Stated exercise: Identify each line of the data below that contains the string "background", and copy those lines.

[Named object pointing entries]
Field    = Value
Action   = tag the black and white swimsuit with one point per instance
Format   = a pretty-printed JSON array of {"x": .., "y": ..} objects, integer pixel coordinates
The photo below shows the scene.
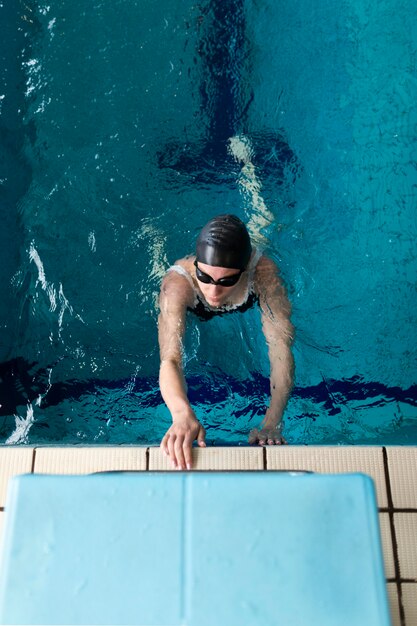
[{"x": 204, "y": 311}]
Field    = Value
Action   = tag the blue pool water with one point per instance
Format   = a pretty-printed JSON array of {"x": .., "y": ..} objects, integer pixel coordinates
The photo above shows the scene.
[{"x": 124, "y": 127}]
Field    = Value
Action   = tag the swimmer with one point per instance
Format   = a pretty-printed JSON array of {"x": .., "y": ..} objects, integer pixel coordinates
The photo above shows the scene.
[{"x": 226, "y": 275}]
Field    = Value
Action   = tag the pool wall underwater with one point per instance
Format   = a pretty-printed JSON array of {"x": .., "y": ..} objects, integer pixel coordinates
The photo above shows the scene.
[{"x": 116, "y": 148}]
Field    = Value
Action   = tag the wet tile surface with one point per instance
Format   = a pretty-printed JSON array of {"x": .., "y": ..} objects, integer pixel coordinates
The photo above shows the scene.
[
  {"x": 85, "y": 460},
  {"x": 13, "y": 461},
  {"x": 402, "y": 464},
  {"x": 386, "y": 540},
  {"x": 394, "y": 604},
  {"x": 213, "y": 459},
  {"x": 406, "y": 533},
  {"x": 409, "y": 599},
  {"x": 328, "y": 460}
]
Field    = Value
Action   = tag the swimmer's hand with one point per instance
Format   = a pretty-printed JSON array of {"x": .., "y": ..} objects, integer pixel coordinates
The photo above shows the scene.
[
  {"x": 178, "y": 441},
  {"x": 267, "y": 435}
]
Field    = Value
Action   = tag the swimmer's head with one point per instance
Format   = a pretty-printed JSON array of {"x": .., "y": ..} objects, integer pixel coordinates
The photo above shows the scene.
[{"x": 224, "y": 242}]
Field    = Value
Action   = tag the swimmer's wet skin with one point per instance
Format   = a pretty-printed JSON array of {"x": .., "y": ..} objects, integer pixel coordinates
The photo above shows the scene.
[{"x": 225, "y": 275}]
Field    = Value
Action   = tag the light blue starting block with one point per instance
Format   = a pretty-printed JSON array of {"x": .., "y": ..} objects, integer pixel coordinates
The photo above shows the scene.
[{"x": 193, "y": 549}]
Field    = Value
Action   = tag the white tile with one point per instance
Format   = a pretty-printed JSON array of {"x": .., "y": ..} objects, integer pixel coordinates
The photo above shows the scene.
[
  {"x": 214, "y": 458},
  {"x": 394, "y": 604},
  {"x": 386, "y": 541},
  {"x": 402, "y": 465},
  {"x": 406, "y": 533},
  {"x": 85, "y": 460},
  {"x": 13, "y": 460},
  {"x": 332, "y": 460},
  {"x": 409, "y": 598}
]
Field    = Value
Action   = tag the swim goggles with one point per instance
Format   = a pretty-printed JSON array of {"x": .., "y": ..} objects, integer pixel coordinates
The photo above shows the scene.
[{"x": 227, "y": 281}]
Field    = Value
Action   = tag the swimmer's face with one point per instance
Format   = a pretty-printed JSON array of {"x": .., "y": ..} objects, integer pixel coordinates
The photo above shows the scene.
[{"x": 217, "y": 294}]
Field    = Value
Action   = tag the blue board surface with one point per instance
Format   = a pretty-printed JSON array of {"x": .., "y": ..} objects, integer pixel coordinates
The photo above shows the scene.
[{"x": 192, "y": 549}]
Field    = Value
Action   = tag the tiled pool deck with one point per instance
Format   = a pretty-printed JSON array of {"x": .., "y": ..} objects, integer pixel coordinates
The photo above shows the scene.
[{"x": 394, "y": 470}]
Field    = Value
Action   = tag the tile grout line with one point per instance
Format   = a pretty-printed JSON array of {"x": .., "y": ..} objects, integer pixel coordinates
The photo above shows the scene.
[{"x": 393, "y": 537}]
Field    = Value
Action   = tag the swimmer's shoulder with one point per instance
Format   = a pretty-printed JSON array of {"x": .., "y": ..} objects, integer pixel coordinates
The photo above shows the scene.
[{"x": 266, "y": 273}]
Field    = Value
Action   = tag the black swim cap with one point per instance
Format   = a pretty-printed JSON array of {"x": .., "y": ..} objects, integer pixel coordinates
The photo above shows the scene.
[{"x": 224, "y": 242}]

--

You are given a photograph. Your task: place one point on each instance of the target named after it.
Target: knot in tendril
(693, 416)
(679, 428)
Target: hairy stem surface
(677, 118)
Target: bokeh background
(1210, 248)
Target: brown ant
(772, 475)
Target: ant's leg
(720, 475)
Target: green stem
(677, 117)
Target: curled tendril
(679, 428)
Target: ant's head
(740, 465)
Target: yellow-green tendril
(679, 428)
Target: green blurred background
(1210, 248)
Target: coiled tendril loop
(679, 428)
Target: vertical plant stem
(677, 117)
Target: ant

Result of this task:
Target: bokeh background
Target: green blurred background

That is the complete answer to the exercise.